TRY IT :: Each line in the data holding "ceiling" should be listed.

- - -

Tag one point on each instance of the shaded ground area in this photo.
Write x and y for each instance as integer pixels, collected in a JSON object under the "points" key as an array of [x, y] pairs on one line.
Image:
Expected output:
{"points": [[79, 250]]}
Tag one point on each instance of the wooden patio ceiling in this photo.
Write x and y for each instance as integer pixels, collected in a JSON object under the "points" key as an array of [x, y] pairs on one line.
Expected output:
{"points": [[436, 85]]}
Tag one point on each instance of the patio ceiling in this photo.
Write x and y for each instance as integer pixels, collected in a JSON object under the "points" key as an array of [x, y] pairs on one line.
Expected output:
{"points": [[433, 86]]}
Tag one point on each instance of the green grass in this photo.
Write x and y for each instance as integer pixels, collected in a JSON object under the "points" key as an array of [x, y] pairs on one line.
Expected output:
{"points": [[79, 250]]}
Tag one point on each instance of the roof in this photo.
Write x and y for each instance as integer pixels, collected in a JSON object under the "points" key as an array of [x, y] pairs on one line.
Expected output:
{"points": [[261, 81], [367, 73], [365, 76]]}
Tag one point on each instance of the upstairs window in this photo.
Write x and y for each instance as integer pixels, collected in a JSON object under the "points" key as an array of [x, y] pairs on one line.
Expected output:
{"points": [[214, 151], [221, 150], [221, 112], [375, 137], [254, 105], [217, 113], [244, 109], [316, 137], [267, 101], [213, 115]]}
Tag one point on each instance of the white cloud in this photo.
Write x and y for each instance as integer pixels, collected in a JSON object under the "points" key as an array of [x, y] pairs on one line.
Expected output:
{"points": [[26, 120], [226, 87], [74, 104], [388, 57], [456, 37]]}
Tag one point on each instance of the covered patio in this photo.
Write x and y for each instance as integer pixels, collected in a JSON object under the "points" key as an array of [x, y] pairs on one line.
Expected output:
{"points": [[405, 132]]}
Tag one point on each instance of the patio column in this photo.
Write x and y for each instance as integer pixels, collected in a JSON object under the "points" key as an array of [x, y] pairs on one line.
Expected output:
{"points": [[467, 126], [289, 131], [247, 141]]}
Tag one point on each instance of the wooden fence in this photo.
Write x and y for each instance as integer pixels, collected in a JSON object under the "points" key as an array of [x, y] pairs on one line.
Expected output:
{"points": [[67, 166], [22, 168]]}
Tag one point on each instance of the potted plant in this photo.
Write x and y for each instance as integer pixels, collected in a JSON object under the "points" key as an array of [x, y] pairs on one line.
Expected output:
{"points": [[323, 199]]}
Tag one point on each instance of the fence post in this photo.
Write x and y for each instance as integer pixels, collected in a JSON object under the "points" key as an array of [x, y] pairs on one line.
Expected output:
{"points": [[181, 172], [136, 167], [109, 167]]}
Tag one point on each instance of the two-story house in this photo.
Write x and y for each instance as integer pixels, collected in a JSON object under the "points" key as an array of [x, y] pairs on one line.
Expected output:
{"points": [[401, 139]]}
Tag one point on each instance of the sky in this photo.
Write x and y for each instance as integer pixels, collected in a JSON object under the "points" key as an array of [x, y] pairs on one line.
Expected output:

- - -

RESULT FOR THIS TASK ::
Tag one point on each instance of the wooden patio ceiling in this photo.
Tag one point on each instance of the patio ceiling in this photo.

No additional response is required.